• Material shown
———

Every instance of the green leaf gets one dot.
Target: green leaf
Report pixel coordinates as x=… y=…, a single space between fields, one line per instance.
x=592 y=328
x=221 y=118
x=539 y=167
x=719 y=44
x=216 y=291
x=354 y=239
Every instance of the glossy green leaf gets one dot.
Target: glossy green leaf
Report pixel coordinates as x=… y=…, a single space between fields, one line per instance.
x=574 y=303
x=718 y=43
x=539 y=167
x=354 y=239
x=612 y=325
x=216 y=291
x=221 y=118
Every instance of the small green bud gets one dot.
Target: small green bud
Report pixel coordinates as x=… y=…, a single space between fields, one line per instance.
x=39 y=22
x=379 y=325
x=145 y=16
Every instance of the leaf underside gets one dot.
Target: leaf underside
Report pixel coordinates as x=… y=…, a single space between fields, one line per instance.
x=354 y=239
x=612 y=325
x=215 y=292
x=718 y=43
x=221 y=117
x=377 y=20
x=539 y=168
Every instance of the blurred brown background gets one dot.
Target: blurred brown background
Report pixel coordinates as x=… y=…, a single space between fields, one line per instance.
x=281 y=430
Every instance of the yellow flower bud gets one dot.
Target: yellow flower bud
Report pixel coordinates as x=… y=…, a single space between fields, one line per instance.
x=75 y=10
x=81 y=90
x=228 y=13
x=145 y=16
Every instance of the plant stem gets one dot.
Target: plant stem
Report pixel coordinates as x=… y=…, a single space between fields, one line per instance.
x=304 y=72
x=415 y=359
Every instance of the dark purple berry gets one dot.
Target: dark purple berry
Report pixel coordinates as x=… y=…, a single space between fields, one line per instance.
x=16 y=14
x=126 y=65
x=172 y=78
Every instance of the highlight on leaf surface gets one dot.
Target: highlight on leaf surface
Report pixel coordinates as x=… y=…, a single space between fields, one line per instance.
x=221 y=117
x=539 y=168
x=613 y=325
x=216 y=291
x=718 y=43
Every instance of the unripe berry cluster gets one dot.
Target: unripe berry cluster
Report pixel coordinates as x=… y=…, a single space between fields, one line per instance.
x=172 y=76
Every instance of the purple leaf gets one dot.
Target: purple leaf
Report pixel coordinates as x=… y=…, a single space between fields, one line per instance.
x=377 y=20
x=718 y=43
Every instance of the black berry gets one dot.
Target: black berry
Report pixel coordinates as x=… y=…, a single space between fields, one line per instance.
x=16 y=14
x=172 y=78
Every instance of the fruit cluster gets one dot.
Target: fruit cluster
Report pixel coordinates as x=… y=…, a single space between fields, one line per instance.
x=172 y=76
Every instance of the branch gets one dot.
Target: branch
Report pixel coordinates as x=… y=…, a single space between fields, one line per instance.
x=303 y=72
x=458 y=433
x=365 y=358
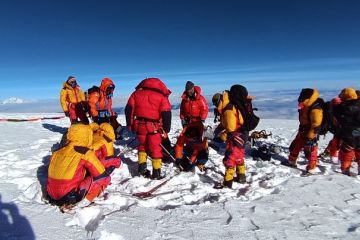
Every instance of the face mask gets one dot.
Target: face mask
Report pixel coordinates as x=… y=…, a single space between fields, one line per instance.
x=73 y=84
x=301 y=105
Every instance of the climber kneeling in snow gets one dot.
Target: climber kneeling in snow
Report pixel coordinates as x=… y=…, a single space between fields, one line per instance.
x=196 y=151
x=103 y=145
x=233 y=121
x=148 y=113
x=310 y=117
x=100 y=102
x=75 y=173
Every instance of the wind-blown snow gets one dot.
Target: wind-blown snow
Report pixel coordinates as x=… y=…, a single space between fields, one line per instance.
x=279 y=204
x=13 y=100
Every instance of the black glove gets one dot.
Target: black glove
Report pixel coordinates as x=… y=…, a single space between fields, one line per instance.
x=85 y=106
x=310 y=143
x=184 y=122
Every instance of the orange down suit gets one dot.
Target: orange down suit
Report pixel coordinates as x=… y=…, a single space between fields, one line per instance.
x=69 y=99
x=75 y=168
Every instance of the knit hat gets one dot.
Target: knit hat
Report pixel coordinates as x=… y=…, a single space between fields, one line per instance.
x=70 y=77
x=216 y=99
x=305 y=93
x=348 y=94
x=189 y=85
x=238 y=93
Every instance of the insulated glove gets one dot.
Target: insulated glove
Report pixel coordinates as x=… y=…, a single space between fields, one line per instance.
x=184 y=122
x=95 y=118
x=310 y=143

———

• Exercise details
Reproduce the listing above, replacing "gets one dot" with "is marked once" everywhere and changing nothing else. Leave the pictures out of your answer.

• Exercise response
Every instance of the green leaf is marked once.
Target: green leaf
Report pixel coordinates as x=… y=…, a single space between fields, one line per instance.
x=592 y=328
x=221 y=118
x=539 y=167
x=719 y=44
x=216 y=291
x=354 y=239
Every instance of the glossy green leaf is marked once.
Target: glossy green leaf
Report pixel coordinates as x=… y=…, a single space between fields, one line per instance.
x=574 y=303
x=718 y=43
x=539 y=167
x=354 y=239
x=612 y=325
x=216 y=291
x=221 y=118
Every instance of the small green bud is marked once.
Target: small green bud
Report pixel coordinates as x=… y=…, a single space between fields, one line per instance.
x=39 y=22
x=379 y=325
x=145 y=16
Every instance of the leaf underside is marked once.
Target: leaf underside
Report pixel coordinates as x=… y=…, a single space between fields, one line per instance.
x=354 y=239
x=612 y=325
x=215 y=292
x=718 y=43
x=221 y=117
x=377 y=20
x=539 y=168
Every instance of the blurred brown background is marked once.
Target: blurred brown background
Report pixel coordinates as x=… y=…, a single space between fields, one line per instance.
x=281 y=430
Every instance of the yellow flower bud is marked once.
Target: yellow flower bud
Report pixel coordinates as x=… y=…, a single space between fields, one line per instance.
x=75 y=10
x=81 y=90
x=228 y=13
x=145 y=16
Every instance of the plant stem is marked once.
Target: plant stem
Report pixel coordinates as x=… y=…, a single space between fields, one line per instance.
x=304 y=72
x=415 y=359
Every instance of the dark purple berry is marked once.
Target: dark purple berry
Report pixel coordinates as x=… y=…, a single space between fields, one line per instance.
x=16 y=14
x=126 y=65
x=172 y=78
Every instance of the highlight on leaf surface is marked once.
Target: highlight on leaf surface
Report pixel coordinates as x=… y=…, a single space between fields, one line per instance.
x=221 y=117
x=539 y=168
x=613 y=325
x=216 y=291
x=718 y=43
Every instance of the unripe berry cluster is marked once.
Target: unripe berry cluster
Report pixel coordinates as x=… y=…, a single space between fields, one line per instance.
x=172 y=76
Every instance of the purple leaf is marked once.
Target: purple leaf
Report pixel coordinates as x=… y=…, a single space between fields, one line per instance.
x=377 y=20
x=718 y=43
Every instance of the black berry is marked once.
Target: black berry
Report pixel coordinates as x=… y=…, a single space between fields, one line per instance.
x=16 y=14
x=172 y=78
Every instance of the fruit cluster is marked once.
Target: fruit cluster
Report pixel coordinates as x=… y=…, a single space between fields, one line per instance.
x=172 y=76
Every instance of the branch is marked once.
Target: branch
Report pixel coordinates as x=… y=…, a single space between fields, one line per instance.
x=303 y=72
x=458 y=433
x=365 y=358
Every instance of the face mask is marked once.
Target: face mask
Report pixel coordinates as x=… y=…, a single space between fields, one line per instance.
x=73 y=84
x=301 y=105
Every instance of the climber kneeling in snow is marked once.
Target: climber kneeling in snow
Report pixel coordinates as x=… y=…, a single space between fields, one line per instance.
x=196 y=151
x=103 y=145
x=233 y=121
x=148 y=113
x=310 y=117
x=100 y=102
x=75 y=173
Every instance of the wind-blown snow is marked once.
Target: wind-blown snow
Report pixel coordinates as x=… y=…, a single space between fields, one line per instance.
x=279 y=204
x=13 y=100
Every instance of the black glove is marked once.
Target: black glove
Report pixel coordinates as x=… y=…, a single space between fields, one line per instance.
x=85 y=106
x=310 y=143
x=184 y=122
Every instance of the orange down suit is marked once.
Target: orange down suit
Report pixel coordinates as x=… y=…, a single space between fields, one line per instance.
x=69 y=99
x=75 y=168
Every instance of the knit hat is marked once.
Target: knit hat
Report pixel coordinates as x=… y=…, a single space between fields, one line per instance.
x=70 y=77
x=216 y=99
x=305 y=93
x=348 y=94
x=189 y=85
x=238 y=93
Every instance of the insulated glove is marked once.
Target: insulated glove
Report pixel coordinates as x=… y=…, a single space between fields, one line per instance.
x=184 y=122
x=95 y=118
x=310 y=143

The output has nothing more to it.